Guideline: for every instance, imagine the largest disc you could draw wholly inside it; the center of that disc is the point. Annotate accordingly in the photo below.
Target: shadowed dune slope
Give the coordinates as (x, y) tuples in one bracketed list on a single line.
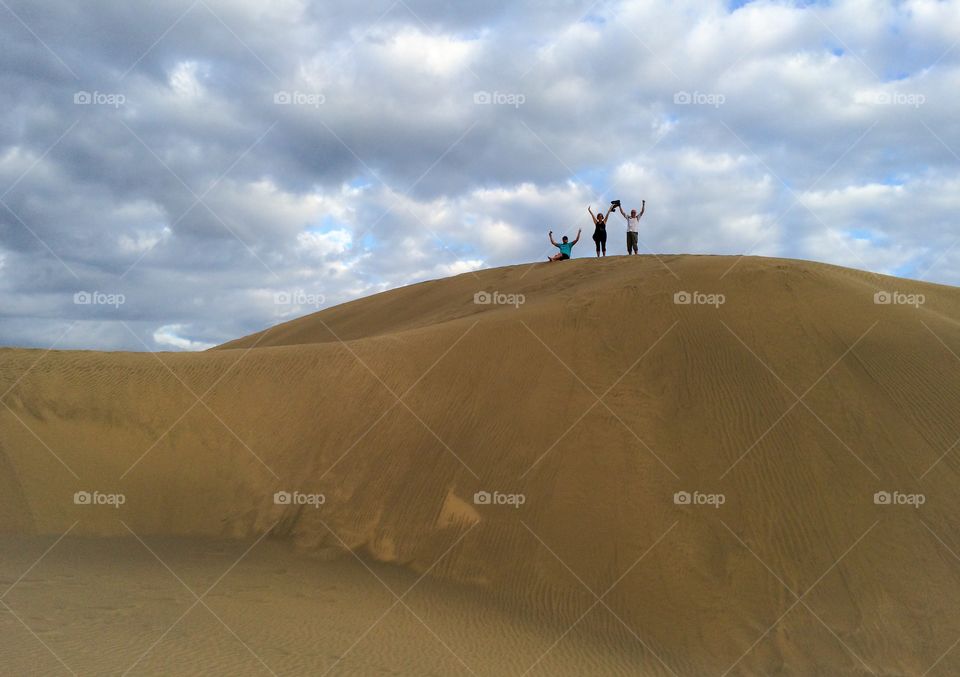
[(597, 399)]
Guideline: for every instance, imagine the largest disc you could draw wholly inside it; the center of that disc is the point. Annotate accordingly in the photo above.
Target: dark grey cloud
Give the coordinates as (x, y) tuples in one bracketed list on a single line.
[(235, 155)]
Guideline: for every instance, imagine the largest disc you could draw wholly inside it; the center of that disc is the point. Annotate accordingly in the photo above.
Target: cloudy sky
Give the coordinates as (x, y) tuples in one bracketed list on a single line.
[(203, 169)]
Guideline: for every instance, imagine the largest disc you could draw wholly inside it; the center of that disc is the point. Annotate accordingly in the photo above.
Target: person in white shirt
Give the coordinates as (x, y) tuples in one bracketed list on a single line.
[(633, 227)]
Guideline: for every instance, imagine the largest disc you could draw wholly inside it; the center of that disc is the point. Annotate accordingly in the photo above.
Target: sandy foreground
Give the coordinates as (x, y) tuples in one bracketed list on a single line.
[(681, 465)]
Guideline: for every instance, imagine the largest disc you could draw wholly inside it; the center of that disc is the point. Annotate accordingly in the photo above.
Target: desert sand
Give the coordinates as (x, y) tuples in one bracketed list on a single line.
[(676, 488)]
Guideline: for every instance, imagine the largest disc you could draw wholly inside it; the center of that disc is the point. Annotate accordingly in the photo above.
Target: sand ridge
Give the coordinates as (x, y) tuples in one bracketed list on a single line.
[(599, 400)]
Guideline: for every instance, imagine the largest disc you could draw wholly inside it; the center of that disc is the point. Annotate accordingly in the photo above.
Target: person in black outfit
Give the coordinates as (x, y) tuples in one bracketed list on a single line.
[(600, 230)]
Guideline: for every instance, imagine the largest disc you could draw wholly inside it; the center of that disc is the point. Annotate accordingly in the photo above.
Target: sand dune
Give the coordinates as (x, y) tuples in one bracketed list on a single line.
[(593, 402)]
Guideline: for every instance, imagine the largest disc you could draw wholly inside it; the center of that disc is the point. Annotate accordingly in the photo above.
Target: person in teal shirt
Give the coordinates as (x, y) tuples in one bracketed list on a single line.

● ● ● ● ● ● ●

> **TASK TO CARRY OUT**:
Reproduce the stretch of lines from the very first one through the one containing "[(676, 488)]", requests included, and multiply every answer coordinate by 1.9, rounding to whole numbers with halves going up. Leave the pictures out.

> **COMPLETED EXERCISE**:
Guideline: for every instance, imagine the largest disc you could draw wholly inside it; the center of that disc is the point. Annotate accordingly in the photo below.
Target: shadowed dune slope
Give the coordinates as (x, y) tuples in one bracketed list on a single line.
[(1134, 758)]
Guideline: for every instance, imagine the largest disc you could draw wholly inside it; the center of that disc is the point. Annotate accordingly in the photo above.
Target: dark grey cloud
Give the coordinates as (x, y) tuples in one bracketed list on a single line.
[(447, 295)]
Guideline: for every instance, imagine the largest disc you could draw wholly inside it; the center of that disc is the point. Annotate accordingly in the photo above.
Target: cloudy sky
Give the coordinates as (x, y) tuples in one bracketed list on a single line.
[(386, 321)]
Guideline: for every instance, imagine the largest disc you could draw wholly inside it; the center of that disc is the point. Annotate accordingly in the photo above.
Target: person in white shirt
Give the coordinates as (x, y) tuples in one bracketed list on a single line.
[(1203, 431)]
Guideline: for every instance, imagine the largest disc you could draw wholly inside it; the center of that disc is the point. Annotate accordingly in the photo above.
Target: sandy foreground
Give the coordinates as (x, y) tuples in one bracketed list on a single line.
[(1294, 884)]
Guideline: for every instance, imagine the largest disc you could draw wholly inside it; the center of that disc is the point. Annotate accordingly in the photo above.
Target: desert sand
Give the coordinates as (x, y) tuples in one bracketed list on a single line.
[(1284, 927)]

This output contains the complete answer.